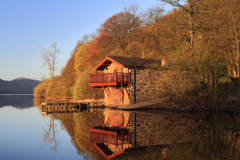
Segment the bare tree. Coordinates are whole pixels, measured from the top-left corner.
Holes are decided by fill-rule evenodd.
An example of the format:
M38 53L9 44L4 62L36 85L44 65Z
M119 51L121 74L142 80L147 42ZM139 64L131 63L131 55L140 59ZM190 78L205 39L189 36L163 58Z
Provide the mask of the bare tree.
M49 128L43 128L44 133L42 134L43 147L46 144L54 144L53 147L50 147L53 152L56 152L57 147L60 145L59 141L56 139L56 133L58 133L58 131L55 130L55 127L56 125L54 124L54 119L50 118Z
M48 67L50 71L50 77L54 76L54 70L56 69L56 63L57 63L57 55L60 52L60 50L57 48L57 43L52 43L50 45L50 49L41 48L41 57L43 61L43 67Z
M206 12L211 12L215 9L215 6L218 4L219 0L216 0L215 5L212 8L203 0L161 0L162 2L166 2L174 7L180 9L183 13L184 18L186 19L185 26L186 34L183 35L183 39L189 45L189 51L191 57L194 57L194 53L192 52L194 48L194 37L196 31L198 31L201 26L201 22L199 21L199 15ZM183 4L186 2L185 4ZM201 5L200 5L201 4ZM187 24L188 23L188 24Z

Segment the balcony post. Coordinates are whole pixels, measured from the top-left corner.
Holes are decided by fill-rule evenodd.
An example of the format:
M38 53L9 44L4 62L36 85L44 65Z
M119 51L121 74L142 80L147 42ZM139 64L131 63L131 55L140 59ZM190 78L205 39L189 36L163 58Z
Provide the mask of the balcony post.
M128 86L130 86L130 77L131 77L131 74L130 72L128 72Z
M115 80L114 80L114 82L115 82L115 83L117 83L117 72L116 72L116 71L114 71L114 74L115 74L115 76L114 76L114 77L115 77Z
M123 72L123 68L121 68L121 74L122 74L122 75L121 75L121 79L122 79L122 80L121 80L121 86L123 86L123 73L122 73L122 72Z
M91 84L91 73L89 73L89 87L90 87L90 84Z

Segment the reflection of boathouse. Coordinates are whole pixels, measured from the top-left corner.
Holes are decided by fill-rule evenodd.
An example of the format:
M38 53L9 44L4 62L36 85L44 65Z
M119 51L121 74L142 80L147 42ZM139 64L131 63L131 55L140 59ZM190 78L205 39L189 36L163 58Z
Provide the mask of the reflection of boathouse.
M129 105L154 97L158 73L149 69L158 61L131 57L106 57L89 75L89 86L99 88L106 106ZM100 72L100 73L97 73Z
M90 128L90 141L107 158L113 158L131 147L130 117L122 111L106 111L99 126Z

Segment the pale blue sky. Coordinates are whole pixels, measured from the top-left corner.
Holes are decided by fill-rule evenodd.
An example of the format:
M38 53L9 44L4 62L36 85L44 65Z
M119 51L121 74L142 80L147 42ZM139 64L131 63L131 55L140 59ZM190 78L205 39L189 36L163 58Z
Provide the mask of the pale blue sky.
M18 77L41 80L49 77L40 58L41 49L57 42L61 53L58 70L64 67L78 40L94 33L108 17L124 6L137 3L146 10L157 0L1 0L0 79ZM166 5L167 10L170 9Z

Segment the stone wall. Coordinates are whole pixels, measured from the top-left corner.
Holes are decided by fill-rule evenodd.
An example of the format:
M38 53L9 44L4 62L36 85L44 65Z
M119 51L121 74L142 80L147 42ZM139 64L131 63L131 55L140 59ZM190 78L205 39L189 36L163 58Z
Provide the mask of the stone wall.
M112 63L107 69L104 70L104 73L113 73L114 70L118 68L118 71L121 71L121 67L115 63ZM119 105L130 105L140 102L146 102L158 99L159 97L156 94L155 84L158 78L164 78L167 76L168 71L155 70L155 69L129 69L123 68L123 73L131 73L131 85L120 87L123 92L124 98ZM116 87L106 87L106 90L109 94L109 91ZM128 97L128 94L130 99ZM104 103L106 106L111 106L108 99L108 94L104 91Z
M155 82L159 71L154 69L133 69L131 71L130 104L158 99Z
M104 69L104 73L114 73L114 70L117 69L118 72L121 72L121 67L115 63L112 63L111 65L109 65L106 69ZM123 73L128 73L130 72L131 70L128 69L128 68L123 68ZM111 89L114 89L116 87L106 87L106 90L109 94L109 91ZM119 105L129 105L130 104L130 100L128 98L128 95L127 95L127 92L126 90L124 89L124 87L120 87L120 89L122 90L123 92L123 95L124 95L124 98L122 99L122 102L119 103ZM104 104L106 106L111 106L111 104L109 103L109 98L108 98L108 94L104 91Z

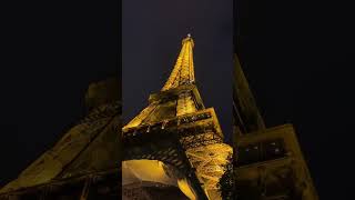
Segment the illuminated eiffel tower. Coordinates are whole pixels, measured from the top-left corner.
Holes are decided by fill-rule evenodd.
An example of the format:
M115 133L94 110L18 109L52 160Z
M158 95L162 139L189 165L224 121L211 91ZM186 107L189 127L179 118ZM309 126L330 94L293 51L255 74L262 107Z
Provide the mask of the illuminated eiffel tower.
M200 97L193 47L187 34L162 90L123 127L123 199L221 199L217 182L232 148Z

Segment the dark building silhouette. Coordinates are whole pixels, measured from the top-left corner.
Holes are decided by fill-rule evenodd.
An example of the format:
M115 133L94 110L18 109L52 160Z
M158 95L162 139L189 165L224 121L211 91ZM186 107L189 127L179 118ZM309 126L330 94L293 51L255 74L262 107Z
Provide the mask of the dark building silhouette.
M6 184L0 199L120 198L120 96L116 79L90 84L84 119Z

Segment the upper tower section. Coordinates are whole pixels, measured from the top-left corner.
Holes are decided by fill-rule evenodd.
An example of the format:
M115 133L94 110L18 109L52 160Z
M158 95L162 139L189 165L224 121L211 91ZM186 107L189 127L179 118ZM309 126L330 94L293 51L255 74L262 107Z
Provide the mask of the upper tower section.
M187 34L187 37L182 40L182 48L176 63L168 81L162 88L162 91L193 83L195 81L192 52L193 47L193 39L191 38L191 34Z

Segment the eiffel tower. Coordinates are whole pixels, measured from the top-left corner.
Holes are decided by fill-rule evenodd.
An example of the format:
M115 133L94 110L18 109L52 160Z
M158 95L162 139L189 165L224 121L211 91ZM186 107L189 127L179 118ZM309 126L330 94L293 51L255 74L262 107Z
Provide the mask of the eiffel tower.
M232 148L200 97L193 47L187 34L161 91L122 129L123 199L221 199L217 182Z
M0 200L119 199L120 99L116 79L90 84L87 117L6 184Z
M234 150L240 200L317 200L292 124L266 128L239 58L234 68Z

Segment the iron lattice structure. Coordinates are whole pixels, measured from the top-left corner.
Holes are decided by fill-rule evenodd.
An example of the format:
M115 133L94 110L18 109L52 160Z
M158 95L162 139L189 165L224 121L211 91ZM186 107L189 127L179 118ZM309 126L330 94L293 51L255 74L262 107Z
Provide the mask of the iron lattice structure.
M170 168L165 171L168 177L185 178L185 184L179 184L179 188L185 194L189 192L184 189L192 191L192 196L186 194L189 198L221 199L217 182L232 148L223 143L214 109L206 109L200 97L194 78L193 47L190 36L183 39L178 61L162 90L151 94L149 106L123 127L123 160L161 161ZM124 173L130 170L140 173L123 168L123 189L129 187L124 183ZM171 176L169 171L175 173ZM161 177L153 181L166 183Z

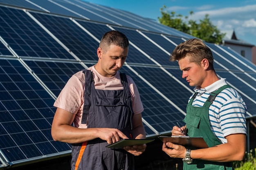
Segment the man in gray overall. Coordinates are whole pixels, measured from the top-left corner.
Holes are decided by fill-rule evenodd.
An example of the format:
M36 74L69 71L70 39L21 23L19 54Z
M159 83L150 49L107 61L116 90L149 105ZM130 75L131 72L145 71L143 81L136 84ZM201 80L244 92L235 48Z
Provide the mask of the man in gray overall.
M145 144L106 147L121 139L146 137L138 89L119 71L128 46L121 33L106 33L97 50L97 63L73 75L54 102L52 135L55 141L72 144L72 170L134 170L134 155L145 151Z
M182 158L184 170L234 170L231 161L243 160L245 153L244 101L225 78L218 76L211 51L201 40L180 44L170 57L178 61L182 78L195 86L183 120L186 124L174 126L172 135L202 136L209 148L193 149L167 142L162 150Z

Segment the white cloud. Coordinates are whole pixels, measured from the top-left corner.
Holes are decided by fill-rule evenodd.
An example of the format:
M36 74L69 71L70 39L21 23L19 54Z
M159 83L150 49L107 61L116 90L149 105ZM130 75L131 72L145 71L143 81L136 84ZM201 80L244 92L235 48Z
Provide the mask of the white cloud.
M245 21L243 26L245 27L256 27L256 21L254 19Z

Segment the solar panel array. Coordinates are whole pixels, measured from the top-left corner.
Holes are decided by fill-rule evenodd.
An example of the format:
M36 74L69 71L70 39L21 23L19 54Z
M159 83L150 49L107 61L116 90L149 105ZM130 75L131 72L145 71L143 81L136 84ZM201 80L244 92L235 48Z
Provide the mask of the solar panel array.
M70 153L53 141L53 104L69 78L97 62L105 32L130 44L121 71L131 76L144 107L147 137L182 123L193 87L181 78L175 46L191 35L128 12L79 0L0 0L0 168ZM231 49L207 43L216 71L256 116L256 67Z

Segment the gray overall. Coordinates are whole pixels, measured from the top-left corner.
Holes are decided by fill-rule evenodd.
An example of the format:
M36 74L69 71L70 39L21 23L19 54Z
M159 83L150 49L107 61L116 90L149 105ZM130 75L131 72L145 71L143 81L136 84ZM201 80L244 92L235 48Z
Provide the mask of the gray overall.
M85 101L82 123L88 128L119 129L130 137L134 113L126 75L120 74L122 90L96 89L93 74L85 74ZM72 146L72 170L134 170L133 155L121 149L106 148L108 144L99 138Z

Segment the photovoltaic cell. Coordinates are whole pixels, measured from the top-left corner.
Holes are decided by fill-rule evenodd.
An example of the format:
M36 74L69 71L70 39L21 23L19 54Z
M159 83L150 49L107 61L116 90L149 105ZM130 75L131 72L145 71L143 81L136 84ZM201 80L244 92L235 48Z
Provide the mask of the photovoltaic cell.
M54 99L18 60L0 59L0 65L2 152L10 162L58 153L43 132L50 133Z
M138 68L138 70L141 69L141 68ZM144 71L142 72L144 72ZM155 70L156 72L158 71ZM183 114L128 68L124 66L120 72L130 76L135 82L144 107L144 111L141 113L142 117L159 133L164 134L166 131L171 131L173 126L176 124L177 121L183 120L184 117ZM140 74L142 72L139 72ZM149 73L151 73L152 72ZM144 75L141 75L144 76ZM156 76L153 74L150 78L157 78ZM146 78L147 79L147 77ZM168 78L166 79L168 79ZM157 80L155 81L157 81ZM162 83L160 82L159 83ZM159 87L156 87L159 90L161 90L159 89ZM147 134L152 135L149 133L149 132L150 131L146 132Z
M0 13L1 37L20 57L74 59L23 11L0 7Z
M75 13L72 12L64 8L61 7L57 4L48 0L30 0L38 5L49 11L52 13L58 13L64 15L83 18L82 17ZM53 1L55 2L56 1ZM84 18L84 19L85 19Z
M31 13L81 60L98 61L99 43L70 20Z
M111 31L109 28L105 25L101 25L95 23L80 21L78 21L78 22L99 40L101 40L105 33ZM129 38L128 39L129 39ZM131 44L130 44L129 46L128 57L126 61L128 63L155 64L155 63L146 57L141 52L139 51Z
M255 101L256 101L256 91L227 72L216 71L216 73L221 77L227 78L228 83L231 83L232 85L234 86L243 92L243 93L239 92L239 94L245 102L247 111L253 115L256 115L256 108L254 106L255 105ZM254 83L251 85L255 84L255 83ZM253 87L255 87L255 86ZM246 96L244 95L243 93L245 94ZM249 98L247 96L251 99ZM249 117L249 115L247 115L246 116L247 117Z
M43 11L42 9L29 2L24 0L0 0L0 3L7 4L14 6L24 7L26 9L34 9L36 10Z
M130 41L160 64L162 65L177 65L175 63L168 62L169 58L168 54L159 50L160 48L148 41L135 30L116 27L115 28L125 34Z
M237 62L236 62L236 61L237 61L233 58L224 52L222 50L220 50L219 48L216 47L214 44L207 43L205 43L205 44L211 48L214 60L225 65L225 67L229 68L229 69L231 71L239 70L237 67L237 64L239 64L239 63ZM234 62L236 63L234 63ZM235 65L236 67L234 65ZM240 65L240 64L238 64L238 65Z
M56 96L73 74L85 69L79 63L25 61Z
M146 67L132 68L153 86L186 112L188 98L192 94L191 92L160 68ZM179 70L177 71L180 72ZM180 95L181 92L182 95Z
M5 47L1 42L0 42L0 56L4 55L13 56L10 51Z
M238 61L241 61L243 63L245 63L245 65L247 66L246 68L243 67L243 70L245 71L251 71L252 70L252 69L254 72L255 72L255 70L256 70L256 65L252 62L242 57L241 55L236 52L234 50L231 49L228 47L225 46L219 46L219 47L221 49L223 49L223 50L225 51L227 51L229 54L230 54L230 55L233 56ZM238 65L240 65L241 64L240 63L241 62L238 62Z

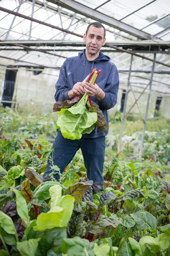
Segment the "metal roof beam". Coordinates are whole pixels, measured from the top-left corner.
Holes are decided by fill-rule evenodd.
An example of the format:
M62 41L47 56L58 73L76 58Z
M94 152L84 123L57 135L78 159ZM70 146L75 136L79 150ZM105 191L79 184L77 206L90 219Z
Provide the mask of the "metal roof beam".
M159 18L158 18L156 20L153 20L152 22L151 22L151 23L150 23L148 25L147 25L147 26L144 26L143 28L142 28L142 29L141 29L141 30L142 30L142 29L145 29L146 28L147 28L148 26L150 26L151 25L152 25L153 24L154 24L154 23L156 23L156 22L157 22L157 21L159 21L159 20L162 20L162 19L164 19L164 18L165 18L165 17L169 16L170 15L170 13L169 12L169 13L168 13L167 14L165 14L163 16L162 16L161 17L160 17ZM155 36L153 35L153 36Z
M130 16L130 15L132 15L132 14L133 14L135 12L138 12L138 11L140 11L140 10L141 10L142 9L143 9L143 8L144 8L144 7L145 7L146 6L147 6L149 5L151 3L152 3L154 2L155 2L156 1L156 0L153 0L153 1L151 1L151 2L149 2L145 4L144 6L143 6L141 7L140 7L140 8L139 8L138 9L137 9L137 10L135 10L135 11L134 11L134 12L130 12L130 13L128 15L127 15L125 17L123 17L123 18L122 18L122 19L121 19L120 20L119 20L121 21L121 20L123 20L124 19L125 19L127 17L129 17L129 16Z
M56 4L55 0L48 0L48 2ZM152 39L153 38L153 36L148 33L141 31L129 25L119 21L116 19L103 14L97 10L94 10L92 8L73 0L62 0L60 1L57 4L74 12L79 13L93 20L95 19L120 30L125 31L138 38L147 39Z
M162 31L161 31L160 32L159 32L159 33L157 33L157 34L156 34L154 35L154 36L156 36L156 37L159 37L159 36L162 35L162 34L164 34L164 33L165 33L165 32L167 32L168 31L169 31L169 30L170 30L170 27L169 27L169 28L167 28L167 29L164 29L164 30L162 30ZM161 36L160 37L161 37Z
M27 17L27 16L26 16ZM45 23L47 24L47 23ZM53 25L51 25L53 26ZM77 35L77 34L76 34ZM80 36L80 35L79 35ZM80 37L82 37L82 36L80 36ZM71 40L8 40L7 41L0 41L0 44L5 44L6 45L10 45L11 44L16 44L17 43L18 44L36 44L37 46L39 44L45 44L46 46L48 44L51 45L56 44L56 45L60 45L60 46L61 46L61 45L63 45L63 46L85 46L85 44L82 41L71 41ZM159 46L159 45L167 45L170 44L170 41L159 41L159 42L154 41L107 41L107 44L109 44L111 45L116 45L118 46L119 46L120 47L122 47L123 46L131 46L133 45L136 46L136 45L144 45L144 46L150 46L150 45L153 45L155 46ZM105 45L103 46L102 47L105 47Z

.....

§ DIRECTION
Copy the lines from the start of the items through the line that contains "Provide the mask of the bare tree.", both ends included, with every character unchanged. Leave the pictures out.

§ TASK ANSWER
Segment the bare tree. Coordinates are whole pixels, measured from the top-left corner.
Holes are decided by fill-rule evenodd.
An example of the format:
M38 53L9 44L4 62L36 85L44 65Z
M119 51L121 74L142 80L147 42ZM139 64L131 63L131 55L140 59ZM190 78L205 39L189 36L163 58Z
Provide the mask of the bare tree.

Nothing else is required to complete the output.